**Exercise:** Put the records from the line with "the stone pavement" up to and including the line with "point(539, 161)" into a Markdown table with the columns Entry and Content, numbering each row in Entry and skipping blank lines.

====================

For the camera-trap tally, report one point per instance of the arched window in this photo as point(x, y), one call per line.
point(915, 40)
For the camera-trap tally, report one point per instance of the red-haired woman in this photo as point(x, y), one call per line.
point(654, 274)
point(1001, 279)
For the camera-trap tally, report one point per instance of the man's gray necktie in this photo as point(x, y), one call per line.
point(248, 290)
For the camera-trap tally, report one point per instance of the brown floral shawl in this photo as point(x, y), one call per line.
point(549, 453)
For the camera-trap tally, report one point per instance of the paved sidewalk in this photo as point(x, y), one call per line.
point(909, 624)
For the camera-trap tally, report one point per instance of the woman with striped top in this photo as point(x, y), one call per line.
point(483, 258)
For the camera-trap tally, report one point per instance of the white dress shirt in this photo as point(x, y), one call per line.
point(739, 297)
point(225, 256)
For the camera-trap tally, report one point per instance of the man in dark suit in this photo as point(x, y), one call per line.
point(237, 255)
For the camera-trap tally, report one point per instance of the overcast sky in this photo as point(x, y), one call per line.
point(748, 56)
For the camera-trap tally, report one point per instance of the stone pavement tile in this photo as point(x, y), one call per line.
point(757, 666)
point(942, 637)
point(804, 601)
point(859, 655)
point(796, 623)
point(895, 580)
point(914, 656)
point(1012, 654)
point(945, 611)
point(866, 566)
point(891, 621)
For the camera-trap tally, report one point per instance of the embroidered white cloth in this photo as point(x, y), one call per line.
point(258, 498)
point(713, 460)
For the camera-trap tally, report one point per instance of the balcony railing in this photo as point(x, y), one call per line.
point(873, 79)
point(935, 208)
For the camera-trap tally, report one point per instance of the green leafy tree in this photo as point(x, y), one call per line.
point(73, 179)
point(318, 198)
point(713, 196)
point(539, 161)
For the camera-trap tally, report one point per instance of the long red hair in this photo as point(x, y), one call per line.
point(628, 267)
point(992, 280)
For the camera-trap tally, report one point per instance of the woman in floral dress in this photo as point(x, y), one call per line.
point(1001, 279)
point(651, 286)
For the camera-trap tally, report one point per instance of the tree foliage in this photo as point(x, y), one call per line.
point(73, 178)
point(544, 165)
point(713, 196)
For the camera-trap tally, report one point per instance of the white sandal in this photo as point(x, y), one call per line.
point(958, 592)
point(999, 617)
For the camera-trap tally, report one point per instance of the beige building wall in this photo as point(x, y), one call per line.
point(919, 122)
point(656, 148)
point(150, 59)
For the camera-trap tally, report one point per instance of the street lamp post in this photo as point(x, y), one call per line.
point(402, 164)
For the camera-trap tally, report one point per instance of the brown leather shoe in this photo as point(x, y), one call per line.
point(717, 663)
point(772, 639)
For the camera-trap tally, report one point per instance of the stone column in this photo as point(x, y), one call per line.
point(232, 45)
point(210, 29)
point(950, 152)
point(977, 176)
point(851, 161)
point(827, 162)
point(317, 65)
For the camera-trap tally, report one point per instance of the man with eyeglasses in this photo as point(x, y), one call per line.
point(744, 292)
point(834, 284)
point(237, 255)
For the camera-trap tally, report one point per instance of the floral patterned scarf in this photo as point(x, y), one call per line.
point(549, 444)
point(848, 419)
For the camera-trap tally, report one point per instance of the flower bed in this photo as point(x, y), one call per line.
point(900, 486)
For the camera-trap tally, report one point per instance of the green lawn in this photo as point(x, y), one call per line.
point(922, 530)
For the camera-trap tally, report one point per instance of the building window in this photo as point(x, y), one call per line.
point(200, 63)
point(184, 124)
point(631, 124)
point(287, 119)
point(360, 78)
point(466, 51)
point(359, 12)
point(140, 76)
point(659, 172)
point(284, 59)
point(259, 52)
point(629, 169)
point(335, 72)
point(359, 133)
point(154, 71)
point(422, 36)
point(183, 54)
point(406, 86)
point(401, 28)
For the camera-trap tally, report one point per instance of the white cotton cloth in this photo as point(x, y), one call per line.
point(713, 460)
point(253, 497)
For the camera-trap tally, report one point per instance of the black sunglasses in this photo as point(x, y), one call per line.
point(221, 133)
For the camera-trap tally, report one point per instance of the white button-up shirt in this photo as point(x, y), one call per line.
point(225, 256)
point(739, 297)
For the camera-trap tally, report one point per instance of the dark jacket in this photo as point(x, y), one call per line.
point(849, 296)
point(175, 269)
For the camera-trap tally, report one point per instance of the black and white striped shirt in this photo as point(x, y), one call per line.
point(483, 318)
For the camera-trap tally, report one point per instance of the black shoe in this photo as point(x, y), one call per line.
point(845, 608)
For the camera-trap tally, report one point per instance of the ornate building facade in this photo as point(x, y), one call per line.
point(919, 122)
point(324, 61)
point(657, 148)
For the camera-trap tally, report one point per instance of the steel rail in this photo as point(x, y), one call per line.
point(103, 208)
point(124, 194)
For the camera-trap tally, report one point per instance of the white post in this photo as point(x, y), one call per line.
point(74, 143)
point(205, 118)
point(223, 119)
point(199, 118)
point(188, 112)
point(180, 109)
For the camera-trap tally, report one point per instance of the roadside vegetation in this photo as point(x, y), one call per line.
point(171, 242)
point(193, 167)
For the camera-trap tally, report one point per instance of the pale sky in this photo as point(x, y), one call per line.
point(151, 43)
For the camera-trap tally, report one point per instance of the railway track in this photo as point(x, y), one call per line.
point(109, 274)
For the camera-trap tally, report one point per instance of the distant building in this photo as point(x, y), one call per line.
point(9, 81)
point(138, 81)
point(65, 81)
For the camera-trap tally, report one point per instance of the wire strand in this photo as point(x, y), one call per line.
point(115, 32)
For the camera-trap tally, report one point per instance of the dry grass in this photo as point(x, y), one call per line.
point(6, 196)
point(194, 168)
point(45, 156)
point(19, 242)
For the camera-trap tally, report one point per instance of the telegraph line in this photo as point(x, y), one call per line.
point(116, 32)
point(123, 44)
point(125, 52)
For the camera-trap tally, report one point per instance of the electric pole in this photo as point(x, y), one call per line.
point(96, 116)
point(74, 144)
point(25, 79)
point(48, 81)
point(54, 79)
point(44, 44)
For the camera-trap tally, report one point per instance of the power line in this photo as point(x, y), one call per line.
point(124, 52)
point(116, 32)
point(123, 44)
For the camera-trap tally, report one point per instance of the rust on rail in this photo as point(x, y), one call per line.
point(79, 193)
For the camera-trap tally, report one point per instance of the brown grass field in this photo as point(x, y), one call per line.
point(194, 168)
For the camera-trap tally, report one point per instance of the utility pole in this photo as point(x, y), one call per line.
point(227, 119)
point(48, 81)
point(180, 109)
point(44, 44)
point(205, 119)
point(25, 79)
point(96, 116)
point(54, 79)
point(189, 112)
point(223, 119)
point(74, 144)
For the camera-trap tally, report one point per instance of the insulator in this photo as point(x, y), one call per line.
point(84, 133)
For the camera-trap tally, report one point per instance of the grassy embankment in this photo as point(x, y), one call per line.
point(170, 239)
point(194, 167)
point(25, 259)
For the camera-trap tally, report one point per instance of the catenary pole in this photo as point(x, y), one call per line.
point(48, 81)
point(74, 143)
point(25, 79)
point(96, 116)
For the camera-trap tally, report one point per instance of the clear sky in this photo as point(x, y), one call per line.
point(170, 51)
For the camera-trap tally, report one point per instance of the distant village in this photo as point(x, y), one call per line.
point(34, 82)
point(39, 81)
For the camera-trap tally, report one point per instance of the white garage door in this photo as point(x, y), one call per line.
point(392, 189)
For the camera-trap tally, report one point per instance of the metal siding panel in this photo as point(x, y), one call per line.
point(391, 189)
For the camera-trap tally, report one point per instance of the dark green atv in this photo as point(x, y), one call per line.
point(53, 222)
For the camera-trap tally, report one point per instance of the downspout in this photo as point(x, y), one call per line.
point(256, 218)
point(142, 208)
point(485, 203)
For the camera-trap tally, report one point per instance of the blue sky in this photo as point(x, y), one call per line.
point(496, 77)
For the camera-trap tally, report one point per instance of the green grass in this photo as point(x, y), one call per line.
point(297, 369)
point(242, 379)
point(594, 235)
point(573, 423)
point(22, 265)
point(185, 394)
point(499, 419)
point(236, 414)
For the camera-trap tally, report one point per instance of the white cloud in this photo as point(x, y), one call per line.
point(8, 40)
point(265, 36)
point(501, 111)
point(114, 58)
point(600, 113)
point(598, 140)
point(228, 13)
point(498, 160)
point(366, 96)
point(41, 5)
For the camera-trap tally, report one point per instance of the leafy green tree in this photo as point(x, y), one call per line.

====================

**Complete output:**
| Entry | Content |
|---|---|
| 1 | For the camera-trap tally, report one point per instance of the stone pavement tile in this photo as point(x, y), one call per line. |
| 2 | point(757, 666) |
| 3 | point(942, 637) |
| 4 | point(804, 601) |
| 5 | point(859, 655) |
| 6 | point(796, 623) |
| 7 | point(895, 580) |
| 8 | point(914, 656) |
| 9 | point(1012, 654) |
| 10 | point(945, 611) |
| 11 | point(866, 566) |
| 12 | point(891, 621) |
| 13 | For the camera-trap tally, report one point per instance of the embroidered white cloth in this photo as point(x, y), one call per line. |
| 14 | point(258, 498) |
| 15 | point(713, 460) |
| 16 | For the camera-trap tally, report one point per instance of the balcony railing in this photo as point(x, y), one call per line. |
| 17 | point(873, 79) |
| 18 | point(935, 208) |
| 19 | For the camera-trap tally, report one point per instance of the green leafy tree in this photo as point(x, y), one call per line. |
| 20 | point(73, 179) |
| 21 | point(318, 198) |
| 22 | point(713, 196) |
| 23 | point(539, 161) |